• **YOUR OBJECTIVE**: In the records below, locate the line containing "Pass-network tagging: label the stubble", then extract it and all following lines exactly, ending with the last line.

• **RECORDS SUPPLIED**:
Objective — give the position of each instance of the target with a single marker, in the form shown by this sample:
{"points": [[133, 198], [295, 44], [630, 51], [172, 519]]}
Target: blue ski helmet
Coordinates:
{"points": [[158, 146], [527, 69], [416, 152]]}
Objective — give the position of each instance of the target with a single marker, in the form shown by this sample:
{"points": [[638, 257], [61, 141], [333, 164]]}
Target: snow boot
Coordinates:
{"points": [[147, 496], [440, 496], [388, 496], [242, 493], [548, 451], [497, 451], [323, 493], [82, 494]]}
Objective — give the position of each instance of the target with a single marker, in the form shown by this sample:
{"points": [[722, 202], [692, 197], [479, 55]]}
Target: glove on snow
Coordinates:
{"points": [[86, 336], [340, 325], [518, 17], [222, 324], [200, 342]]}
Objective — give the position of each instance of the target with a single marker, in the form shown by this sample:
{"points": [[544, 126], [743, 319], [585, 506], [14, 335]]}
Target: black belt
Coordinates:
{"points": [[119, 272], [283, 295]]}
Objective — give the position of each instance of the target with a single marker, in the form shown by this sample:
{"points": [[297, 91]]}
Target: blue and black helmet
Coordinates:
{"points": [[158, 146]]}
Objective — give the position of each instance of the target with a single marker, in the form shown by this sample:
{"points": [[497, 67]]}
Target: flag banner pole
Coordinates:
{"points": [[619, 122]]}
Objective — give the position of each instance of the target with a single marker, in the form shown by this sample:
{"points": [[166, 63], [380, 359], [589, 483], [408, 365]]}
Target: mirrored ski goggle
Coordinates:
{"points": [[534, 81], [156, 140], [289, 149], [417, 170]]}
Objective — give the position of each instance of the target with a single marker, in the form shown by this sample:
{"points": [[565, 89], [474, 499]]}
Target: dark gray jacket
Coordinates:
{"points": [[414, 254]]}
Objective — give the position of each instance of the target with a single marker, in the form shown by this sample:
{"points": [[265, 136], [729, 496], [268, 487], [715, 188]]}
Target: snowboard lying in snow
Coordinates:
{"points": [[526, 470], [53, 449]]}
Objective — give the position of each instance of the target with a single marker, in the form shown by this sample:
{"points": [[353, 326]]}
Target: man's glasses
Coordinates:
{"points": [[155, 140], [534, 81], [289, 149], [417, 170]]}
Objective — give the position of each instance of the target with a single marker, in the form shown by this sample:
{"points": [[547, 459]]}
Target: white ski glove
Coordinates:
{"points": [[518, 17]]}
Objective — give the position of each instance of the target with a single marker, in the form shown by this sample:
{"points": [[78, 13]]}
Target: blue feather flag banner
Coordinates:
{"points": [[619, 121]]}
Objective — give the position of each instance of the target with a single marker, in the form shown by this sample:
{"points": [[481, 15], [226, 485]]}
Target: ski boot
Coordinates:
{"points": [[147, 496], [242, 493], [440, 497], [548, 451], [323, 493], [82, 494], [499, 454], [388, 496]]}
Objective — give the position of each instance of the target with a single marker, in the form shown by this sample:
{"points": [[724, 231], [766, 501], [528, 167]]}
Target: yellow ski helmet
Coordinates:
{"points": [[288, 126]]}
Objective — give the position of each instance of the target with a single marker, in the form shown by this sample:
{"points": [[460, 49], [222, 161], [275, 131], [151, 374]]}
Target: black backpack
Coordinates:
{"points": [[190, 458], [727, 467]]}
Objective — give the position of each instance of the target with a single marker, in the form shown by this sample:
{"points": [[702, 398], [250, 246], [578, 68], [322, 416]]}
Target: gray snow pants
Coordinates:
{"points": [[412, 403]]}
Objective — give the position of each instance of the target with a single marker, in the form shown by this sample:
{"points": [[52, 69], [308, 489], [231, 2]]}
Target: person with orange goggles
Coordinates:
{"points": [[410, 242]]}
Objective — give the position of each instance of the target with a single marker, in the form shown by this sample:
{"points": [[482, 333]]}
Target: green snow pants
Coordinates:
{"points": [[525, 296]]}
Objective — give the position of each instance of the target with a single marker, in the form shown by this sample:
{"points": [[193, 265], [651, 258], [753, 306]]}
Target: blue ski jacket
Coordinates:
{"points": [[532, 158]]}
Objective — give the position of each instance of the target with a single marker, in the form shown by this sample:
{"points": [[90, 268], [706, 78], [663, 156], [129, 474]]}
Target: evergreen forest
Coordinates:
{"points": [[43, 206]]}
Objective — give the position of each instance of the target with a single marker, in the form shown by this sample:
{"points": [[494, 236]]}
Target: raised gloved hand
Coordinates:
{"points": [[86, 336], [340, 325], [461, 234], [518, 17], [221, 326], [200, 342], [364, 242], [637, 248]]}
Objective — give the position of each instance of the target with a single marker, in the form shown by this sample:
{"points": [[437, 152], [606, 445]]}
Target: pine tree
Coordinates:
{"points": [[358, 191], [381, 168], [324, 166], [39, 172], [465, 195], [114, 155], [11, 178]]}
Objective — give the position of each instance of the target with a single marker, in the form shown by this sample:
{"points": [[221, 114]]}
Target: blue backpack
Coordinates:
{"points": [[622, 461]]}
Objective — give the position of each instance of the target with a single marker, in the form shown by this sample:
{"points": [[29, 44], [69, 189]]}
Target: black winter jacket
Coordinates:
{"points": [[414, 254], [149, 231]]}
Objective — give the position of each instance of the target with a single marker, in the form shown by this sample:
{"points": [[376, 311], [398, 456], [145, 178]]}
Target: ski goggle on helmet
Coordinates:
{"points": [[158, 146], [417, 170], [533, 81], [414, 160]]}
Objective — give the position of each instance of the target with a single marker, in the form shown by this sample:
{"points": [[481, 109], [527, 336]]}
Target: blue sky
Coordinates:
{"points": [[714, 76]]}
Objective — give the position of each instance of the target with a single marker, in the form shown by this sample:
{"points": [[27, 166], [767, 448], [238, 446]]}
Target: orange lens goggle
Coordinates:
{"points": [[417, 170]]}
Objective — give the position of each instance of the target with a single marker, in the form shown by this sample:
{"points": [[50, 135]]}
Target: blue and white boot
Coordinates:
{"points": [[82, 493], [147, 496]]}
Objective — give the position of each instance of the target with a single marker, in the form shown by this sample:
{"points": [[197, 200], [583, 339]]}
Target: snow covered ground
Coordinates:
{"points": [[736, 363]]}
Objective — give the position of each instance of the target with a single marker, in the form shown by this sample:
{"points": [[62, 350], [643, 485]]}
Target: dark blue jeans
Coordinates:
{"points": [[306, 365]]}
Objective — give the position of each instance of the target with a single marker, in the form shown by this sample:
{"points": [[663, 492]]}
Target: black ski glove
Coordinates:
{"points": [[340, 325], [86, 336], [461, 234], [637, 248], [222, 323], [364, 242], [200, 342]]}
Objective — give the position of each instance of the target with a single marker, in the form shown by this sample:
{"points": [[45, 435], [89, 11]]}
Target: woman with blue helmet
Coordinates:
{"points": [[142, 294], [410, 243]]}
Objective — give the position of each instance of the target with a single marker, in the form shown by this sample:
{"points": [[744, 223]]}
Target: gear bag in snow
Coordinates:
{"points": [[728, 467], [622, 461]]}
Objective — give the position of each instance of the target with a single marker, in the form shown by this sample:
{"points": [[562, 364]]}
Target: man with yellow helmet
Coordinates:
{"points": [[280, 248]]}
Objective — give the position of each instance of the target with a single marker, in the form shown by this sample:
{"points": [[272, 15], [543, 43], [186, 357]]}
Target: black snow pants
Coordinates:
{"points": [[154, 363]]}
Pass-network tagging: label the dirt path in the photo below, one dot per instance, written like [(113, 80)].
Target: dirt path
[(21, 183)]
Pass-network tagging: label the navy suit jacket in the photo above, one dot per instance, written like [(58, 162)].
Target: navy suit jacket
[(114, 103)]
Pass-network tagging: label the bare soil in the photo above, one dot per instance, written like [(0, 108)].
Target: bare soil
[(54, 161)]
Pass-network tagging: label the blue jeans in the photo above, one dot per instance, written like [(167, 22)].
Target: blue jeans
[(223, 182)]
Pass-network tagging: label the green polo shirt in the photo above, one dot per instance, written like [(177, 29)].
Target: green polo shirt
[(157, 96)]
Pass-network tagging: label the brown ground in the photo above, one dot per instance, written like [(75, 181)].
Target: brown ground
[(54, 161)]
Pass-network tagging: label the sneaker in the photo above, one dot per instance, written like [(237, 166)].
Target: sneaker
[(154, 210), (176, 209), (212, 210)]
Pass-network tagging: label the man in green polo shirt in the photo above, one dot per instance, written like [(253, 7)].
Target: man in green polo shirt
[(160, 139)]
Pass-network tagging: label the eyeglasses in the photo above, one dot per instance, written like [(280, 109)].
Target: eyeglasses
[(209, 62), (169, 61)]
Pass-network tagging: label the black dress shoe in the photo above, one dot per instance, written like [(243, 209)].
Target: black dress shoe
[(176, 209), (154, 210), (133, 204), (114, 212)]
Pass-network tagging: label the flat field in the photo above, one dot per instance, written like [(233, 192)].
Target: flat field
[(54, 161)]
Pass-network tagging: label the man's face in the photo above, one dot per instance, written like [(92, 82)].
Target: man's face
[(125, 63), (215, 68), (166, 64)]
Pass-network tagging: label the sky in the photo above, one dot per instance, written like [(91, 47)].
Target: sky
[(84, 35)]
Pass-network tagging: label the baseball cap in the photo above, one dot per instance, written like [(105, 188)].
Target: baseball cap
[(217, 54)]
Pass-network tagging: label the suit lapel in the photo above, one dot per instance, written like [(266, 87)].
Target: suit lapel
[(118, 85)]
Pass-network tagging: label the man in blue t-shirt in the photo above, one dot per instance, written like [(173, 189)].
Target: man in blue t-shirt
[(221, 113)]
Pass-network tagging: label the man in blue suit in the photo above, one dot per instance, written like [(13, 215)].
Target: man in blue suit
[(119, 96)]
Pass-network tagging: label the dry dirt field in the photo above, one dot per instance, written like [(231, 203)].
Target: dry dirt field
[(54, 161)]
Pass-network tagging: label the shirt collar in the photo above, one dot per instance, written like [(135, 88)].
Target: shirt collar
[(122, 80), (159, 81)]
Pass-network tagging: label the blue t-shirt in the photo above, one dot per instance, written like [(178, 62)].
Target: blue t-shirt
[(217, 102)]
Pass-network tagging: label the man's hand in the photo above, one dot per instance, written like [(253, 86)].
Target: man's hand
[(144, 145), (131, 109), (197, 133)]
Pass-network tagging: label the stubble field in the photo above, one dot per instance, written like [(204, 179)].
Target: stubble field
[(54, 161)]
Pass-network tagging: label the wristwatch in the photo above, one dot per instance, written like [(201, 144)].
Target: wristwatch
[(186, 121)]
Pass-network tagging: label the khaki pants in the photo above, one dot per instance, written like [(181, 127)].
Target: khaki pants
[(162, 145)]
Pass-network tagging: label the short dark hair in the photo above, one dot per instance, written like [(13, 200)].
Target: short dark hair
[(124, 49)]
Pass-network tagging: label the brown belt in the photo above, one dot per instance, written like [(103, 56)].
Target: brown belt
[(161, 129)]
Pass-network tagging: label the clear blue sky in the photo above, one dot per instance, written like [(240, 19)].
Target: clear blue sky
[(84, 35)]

• **FULL ANSWER**:
Pass-network tagging: label the stubble field in the photo above, one dot per instance, written like [(204, 179)].
Target: stubble field
[(54, 161)]
Pass-network tagging: label the wristwatch in the photo above, one dot per instance, written like [(201, 144)].
Target: wristwatch
[(186, 121)]
Pass-network tagging: label the khaki pants in the photo above, one dot per instance, written like [(181, 127)].
Target: khaki pants
[(162, 145)]
Pass-network tagging: label the short dark hair in the photo above, one dot per instance, written like [(13, 200)].
Target: short dark hair
[(124, 49)]
Pass-network tagging: label the brown belt in the photo above, one dot per instance, written like [(103, 56)].
Target: brown belt
[(161, 129)]
Pass-network tagging: label the clear blue sky in the photo above, one dot per instance, written like [(240, 19)].
Target: clear blue sky
[(84, 35)]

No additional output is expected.